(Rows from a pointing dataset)
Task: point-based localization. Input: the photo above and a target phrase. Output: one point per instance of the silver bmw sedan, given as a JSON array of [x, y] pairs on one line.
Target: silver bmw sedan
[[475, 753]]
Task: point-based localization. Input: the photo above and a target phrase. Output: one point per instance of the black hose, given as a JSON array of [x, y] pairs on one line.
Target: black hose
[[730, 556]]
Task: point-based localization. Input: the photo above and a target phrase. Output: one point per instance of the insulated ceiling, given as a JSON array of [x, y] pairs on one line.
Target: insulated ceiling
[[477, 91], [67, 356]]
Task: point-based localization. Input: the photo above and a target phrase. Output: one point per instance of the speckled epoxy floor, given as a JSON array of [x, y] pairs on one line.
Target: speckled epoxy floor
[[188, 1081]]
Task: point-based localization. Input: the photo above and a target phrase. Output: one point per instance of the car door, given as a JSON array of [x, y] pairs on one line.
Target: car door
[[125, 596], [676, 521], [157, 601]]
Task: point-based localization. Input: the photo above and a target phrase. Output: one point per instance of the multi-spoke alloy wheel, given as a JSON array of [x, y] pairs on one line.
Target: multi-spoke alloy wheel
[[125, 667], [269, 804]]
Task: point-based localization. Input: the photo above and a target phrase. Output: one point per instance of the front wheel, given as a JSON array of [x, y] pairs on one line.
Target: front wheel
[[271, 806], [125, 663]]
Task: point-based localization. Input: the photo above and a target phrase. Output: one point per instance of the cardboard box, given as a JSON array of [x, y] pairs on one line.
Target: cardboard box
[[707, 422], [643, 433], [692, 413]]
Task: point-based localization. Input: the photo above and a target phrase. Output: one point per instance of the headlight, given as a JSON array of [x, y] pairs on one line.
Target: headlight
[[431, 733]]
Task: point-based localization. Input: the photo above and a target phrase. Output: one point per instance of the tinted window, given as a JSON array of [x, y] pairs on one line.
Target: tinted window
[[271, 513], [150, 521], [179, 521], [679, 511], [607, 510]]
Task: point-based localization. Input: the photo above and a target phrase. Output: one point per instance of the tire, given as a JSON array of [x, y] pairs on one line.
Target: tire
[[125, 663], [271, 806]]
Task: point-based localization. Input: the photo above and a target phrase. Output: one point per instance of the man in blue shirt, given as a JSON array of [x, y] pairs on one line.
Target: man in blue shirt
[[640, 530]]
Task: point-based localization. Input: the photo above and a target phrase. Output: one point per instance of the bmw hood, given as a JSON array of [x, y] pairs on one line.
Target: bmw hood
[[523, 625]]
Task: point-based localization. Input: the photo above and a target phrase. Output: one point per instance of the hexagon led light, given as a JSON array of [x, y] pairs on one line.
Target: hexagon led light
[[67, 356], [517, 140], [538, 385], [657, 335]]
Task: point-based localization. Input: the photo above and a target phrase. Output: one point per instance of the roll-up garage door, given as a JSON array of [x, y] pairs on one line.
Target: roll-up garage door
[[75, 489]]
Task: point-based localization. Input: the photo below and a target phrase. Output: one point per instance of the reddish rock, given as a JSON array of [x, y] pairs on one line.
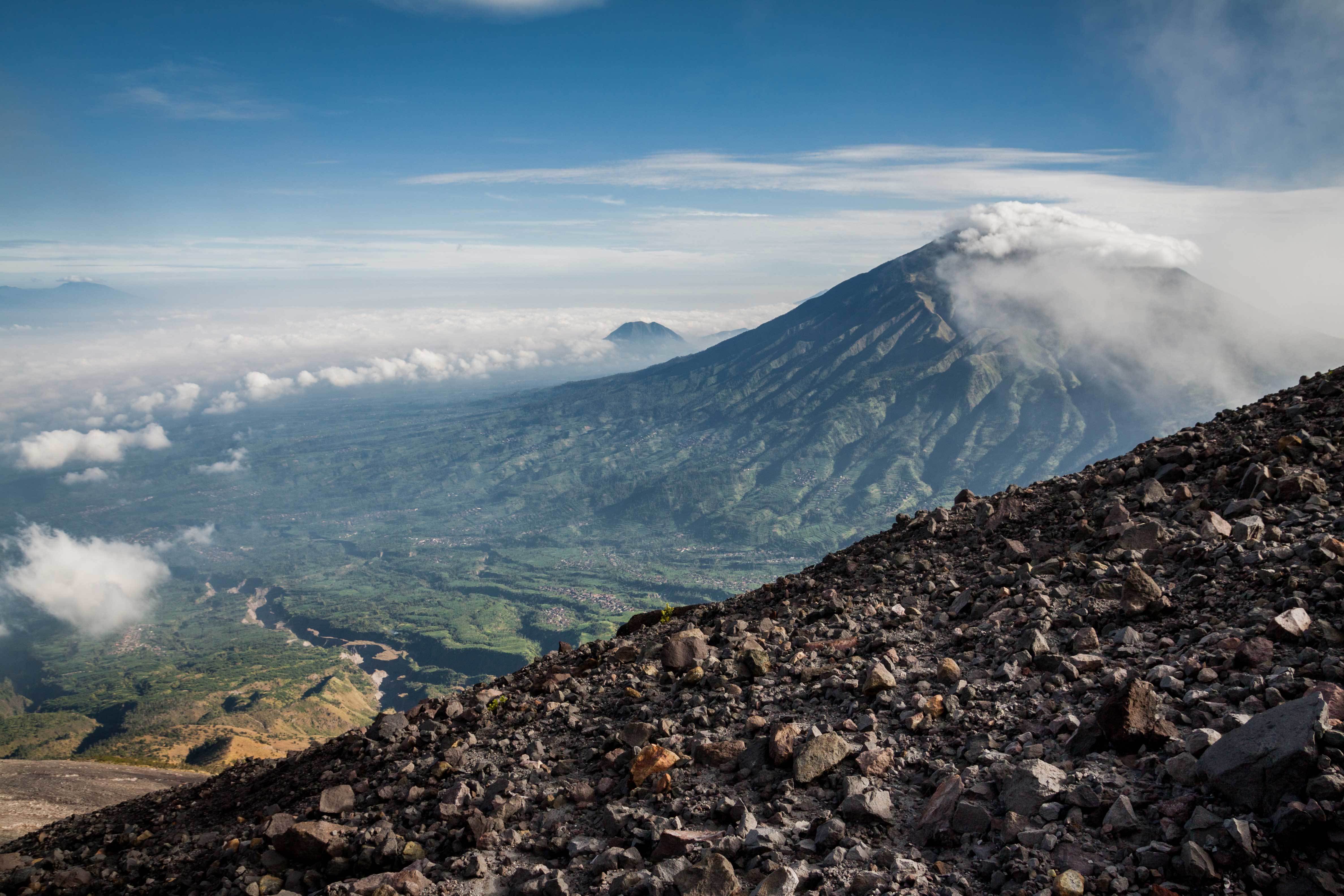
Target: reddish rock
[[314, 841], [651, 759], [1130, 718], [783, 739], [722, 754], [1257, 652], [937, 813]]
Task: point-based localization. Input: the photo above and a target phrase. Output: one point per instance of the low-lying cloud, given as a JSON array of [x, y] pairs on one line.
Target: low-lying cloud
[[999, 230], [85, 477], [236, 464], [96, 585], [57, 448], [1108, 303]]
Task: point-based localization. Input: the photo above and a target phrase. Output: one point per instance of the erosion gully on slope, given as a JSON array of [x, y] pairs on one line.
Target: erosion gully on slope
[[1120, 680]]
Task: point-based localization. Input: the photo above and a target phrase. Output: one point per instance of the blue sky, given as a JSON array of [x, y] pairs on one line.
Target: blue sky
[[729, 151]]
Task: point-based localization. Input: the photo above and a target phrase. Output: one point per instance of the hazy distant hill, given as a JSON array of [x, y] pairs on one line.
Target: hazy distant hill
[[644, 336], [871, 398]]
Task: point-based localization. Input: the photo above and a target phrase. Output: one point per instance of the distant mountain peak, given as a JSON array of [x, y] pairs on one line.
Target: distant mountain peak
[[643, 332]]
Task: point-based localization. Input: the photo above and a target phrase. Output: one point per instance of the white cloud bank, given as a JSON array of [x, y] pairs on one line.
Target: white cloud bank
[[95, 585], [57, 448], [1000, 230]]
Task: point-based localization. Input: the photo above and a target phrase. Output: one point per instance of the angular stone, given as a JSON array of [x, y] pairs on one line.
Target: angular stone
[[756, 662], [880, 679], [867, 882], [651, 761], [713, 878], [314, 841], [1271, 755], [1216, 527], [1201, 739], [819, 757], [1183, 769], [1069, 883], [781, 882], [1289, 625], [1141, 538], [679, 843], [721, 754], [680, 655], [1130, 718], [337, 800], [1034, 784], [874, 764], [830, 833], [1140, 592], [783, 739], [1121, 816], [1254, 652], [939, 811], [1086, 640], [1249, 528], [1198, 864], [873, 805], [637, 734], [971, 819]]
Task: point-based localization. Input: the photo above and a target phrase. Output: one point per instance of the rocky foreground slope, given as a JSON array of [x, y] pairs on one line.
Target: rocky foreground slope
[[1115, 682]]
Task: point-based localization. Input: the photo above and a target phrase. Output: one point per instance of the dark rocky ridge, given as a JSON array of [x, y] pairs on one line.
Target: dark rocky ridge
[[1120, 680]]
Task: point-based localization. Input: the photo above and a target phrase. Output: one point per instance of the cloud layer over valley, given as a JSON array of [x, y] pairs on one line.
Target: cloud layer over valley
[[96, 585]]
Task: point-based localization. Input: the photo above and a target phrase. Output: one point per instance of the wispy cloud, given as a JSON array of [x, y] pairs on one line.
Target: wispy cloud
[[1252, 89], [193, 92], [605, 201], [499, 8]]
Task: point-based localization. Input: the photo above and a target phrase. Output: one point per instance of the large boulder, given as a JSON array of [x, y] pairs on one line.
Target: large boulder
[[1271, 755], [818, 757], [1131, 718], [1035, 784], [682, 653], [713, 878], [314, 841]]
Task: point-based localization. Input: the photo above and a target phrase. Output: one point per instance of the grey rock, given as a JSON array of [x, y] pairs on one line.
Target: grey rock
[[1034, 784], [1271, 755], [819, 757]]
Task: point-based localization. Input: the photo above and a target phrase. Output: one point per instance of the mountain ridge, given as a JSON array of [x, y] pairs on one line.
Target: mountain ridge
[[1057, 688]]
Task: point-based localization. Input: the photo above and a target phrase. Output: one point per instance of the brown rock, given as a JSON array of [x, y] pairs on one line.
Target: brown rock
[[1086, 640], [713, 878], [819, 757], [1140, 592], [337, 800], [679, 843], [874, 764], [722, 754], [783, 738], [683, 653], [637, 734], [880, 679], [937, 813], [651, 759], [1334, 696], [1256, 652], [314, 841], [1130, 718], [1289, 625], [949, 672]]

EXERCISE.
Reproduce every line of the material above verbatim, from the first row through the last. Omit the images.

THE REPLY.
Task: point-based localization. Input: the photo above and a target phrase. Output: one point per instance of the silver bmw sedan, given as a JSON array of [x, y] pairs on one line.
Target: silver bmw sedan
[[475, 753]]
Task: point-based localization. Input: the photo above and a target phrase. Output: one point per instance of the black hose, given as a JSON array of [x, y] pairs on one line.
Target: black hose
[[730, 556]]
Task: point-based localization. Input: the photo above and a target phrase. Output: one point per instance of the insulated ceiling, given as a JSON array of [x, y] pairs on one line.
Target: insulated ceiling
[[477, 91], [67, 356]]
Task: point-based localization. Input: the photo above and a target phrase. Output: one point per instance of the speckled epoxy floor, given as a JSON array of [x, y] pairs on one line.
Target: speckled epoxy floor
[[188, 1081]]
Task: point-based localization. Input: the photo above and a target phrase. Output: one point per instance of the car door, given as a JSON array of [x, y] pairs on one line.
Target: car door
[[125, 596], [676, 521], [157, 601]]
Task: point-based localization. Input: the photo above and a target phrase. Output: one point per instance of the multi-spoke alloy wheel, given as a JSON array of [x, y] pairs on one line.
Target: multi-spoke alloy wheel
[[125, 667], [269, 804]]
Task: point-based localization. Input: the photo above and a target phrase. Output: one point per instance of the front wheel, given as a JSON array of [x, y] pairs on one line.
Target: front wheel
[[271, 806], [125, 663]]
Task: point-based localization. Input: the photo above and a target phrase. Output: one point per instance of the cardboard box, given as a JSON array of [x, y] pairs on one line.
Target: cardboard box
[[707, 422], [643, 433], [692, 413]]
Task: point-based localization. Input: the photo above and a target phrase. Output: one point per instance of the headlight, given as a JSON array of [x, y] pairs on one line.
Target: headlight
[[431, 733]]
Task: point-based localization. Input: the photo above and a target phrase. Output: one point per instance of the tinted window, given as a JSON array of [x, y] pairs on one line.
Target: tinted window
[[271, 513], [150, 521], [179, 521], [679, 511], [607, 510]]
Task: point-based localization. Input: the photo above and a target phrase. Output: one point per instance of the tire, given as a JSON array of [x, y] pairs on one line.
Target: tire
[[125, 663], [271, 806]]
Task: point-based localization. Input: the photo above and a target phrase. Output: one point per instance of the man in blue shirt, given as a JSON array of [x, y] pairs on one line.
Target: man in blue shirt
[[640, 530]]
Task: point-based localization. Input: the photo above and a target phrase. Output: one point per instance of the bmw hood, given as a JSON array of [x, y] pairs on one line.
Target: bmw hood
[[523, 625]]
Task: point-based localization. Input: the photo above and a target phrase. Output: one point per instance of the hexagon led light, given as a JSON array of [x, y] pairs on one line.
Target: hexagon led light
[[67, 356], [517, 140], [538, 385], [657, 335]]
Task: point-based localization. Input: the photo above and a target phrase. Output: one point per instance of the roll-up garage door, given as a JSON array of [x, y] pairs on one line.
Target: roll-up garage door
[[75, 489]]
Task: point-based localization. Input: the photo below and a target phrase. Output: one point per instance of the reddish rock, given as a JSON array of [x, y] pairs on one line.
Target: reddish rock
[[314, 841], [651, 759], [1130, 718], [783, 739], [722, 754], [1257, 652], [937, 813]]
Task: point-based localization. Input: the photo above and a target phrase. Output: one point per instance of the low-lying cloud, given as a JSON array of [x, y] pairs on one line.
Target: low-lying cloud
[[999, 230], [85, 477], [236, 464], [96, 585], [57, 448], [1108, 303]]
Task: point-based localization. Input: the photo above and a target phrase. Output: one point per instance of the erosion gully on slope, given as a JSON array of [x, y] pairs on one line.
Target: erosion gully on slope
[[1120, 680]]
Task: point-based localization. Input: the photo above and a target phrase. Output: one point per instance of the blue sky, given as a JSON array of [x, y] pairs on one line.
Target: blue sky
[[729, 151]]
Task: point-based localization. Input: the photo above and a target phrase. Output: one point per instance of the hazy distant hill, given as a JSON array of [x, y] pairs on one line.
Target: hazy distant hill
[[644, 336], [871, 398]]
Task: point-based localization. Input: the photo above and a target phrase. Output: one point per instance of the distant mountain peak, given as a JSON array of [x, y] pairs on one line.
Target: distant mountain peak
[[643, 332]]
Task: point-based localization. Input: the photo above and a target phrase. Output: one point per instance of the white cloud bank, given as a JSON array of [x, y] pairs on one line.
Target: white cloud bank
[[95, 585], [57, 448], [1000, 230]]
Task: point-based localization. Input: the photo above and a target phrase. Output: one point per instance of the angular stone, given as a JSON array of [x, y] pairs on one line.
Target: angular stone
[[756, 662], [880, 679], [867, 882], [651, 761], [713, 878], [314, 841], [1271, 755], [1216, 527], [1201, 739], [819, 757], [1183, 769], [1069, 883], [781, 882], [1289, 625], [1141, 538], [679, 843], [721, 754], [680, 655], [1130, 718], [337, 800], [1034, 784], [874, 764], [830, 833], [1140, 592], [783, 739], [1121, 816], [1254, 652], [939, 811], [1086, 640], [1249, 528], [1198, 864], [873, 805], [637, 734], [971, 819]]
Task: point-based localization. Input: the photo above and a target phrase. Output: one point per instance of the rocky foreground slope, given as a JSON array of [x, y] pairs on one line.
Target: rocky foreground slope
[[1115, 682]]
Task: point-based localization. Input: the photo above and a target phrase. Output: one point per instance of the dark rocky ridge, given as a JSON array of [x, y] pairs on one line.
Target: dark rocky ridge
[[1120, 680]]
Task: point-based localization. Input: the photo above and a target phrase. Output: one point per instance of the cloud layer over valley, given as a JSON array of [x, y] pairs on one line.
Target: cloud layer over valley
[[96, 585]]
Task: point-based localization. Input: the photo above and a target phrase. Output: one point per instance of the wispy cloud, given as a JSON array of [x, y] pairs on one line.
Target: wispy cloud
[[1252, 89], [193, 92], [605, 201], [499, 8]]
Task: point-based localization. Input: the photo above and a target phrase. Output: one point per instance of the large boulder, given as a JSON array of [x, y] pairs on one line.
Target: large boulder
[[1271, 755], [818, 757], [1131, 718], [1035, 784], [682, 653], [713, 878], [314, 841]]
Task: point-based localization. Input: the photo above and a target phrase. Output: one point per instance of the grey rock, given as a JSON array of [x, y] pairs on one line.
Target: grey rock
[[1034, 784], [1271, 755], [819, 757]]
Task: point-based localization. Input: the photo above and a target phrase. Output: one point per instance of the mountain ridge, given as a JSON array of [x, y] pairs on one line.
Target: mountain ridge
[[1057, 688]]
Task: point-based localization. Input: the photo above and a target phrase. Output: one point per instance of the brown rock, given as a JSON array of [x, y] pairs on one line.
Target: brown rock
[[1086, 640], [713, 878], [819, 757], [1140, 592], [337, 800], [679, 843], [874, 764], [722, 754], [783, 738], [683, 653], [637, 734], [880, 679], [937, 813], [651, 759], [1334, 696], [1256, 652], [314, 841], [1130, 718], [1289, 625], [949, 672]]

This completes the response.